▶ [What the task asks]: Please return all of the records that follow, exactly as written.

▶ [Records provided]:
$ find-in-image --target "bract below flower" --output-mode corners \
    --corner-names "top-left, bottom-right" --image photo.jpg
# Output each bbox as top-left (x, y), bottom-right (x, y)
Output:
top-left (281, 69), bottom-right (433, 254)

▶ [Final answer]:
$ find-in-image --target "bract below flower" --output-mode corners \
    --corner-names "top-left, bottom-right" --image photo.jpg
# Output each bbox as top-left (x, y), bottom-right (x, y)
Output:
top-left (281, 69), bottom-right (433, 254)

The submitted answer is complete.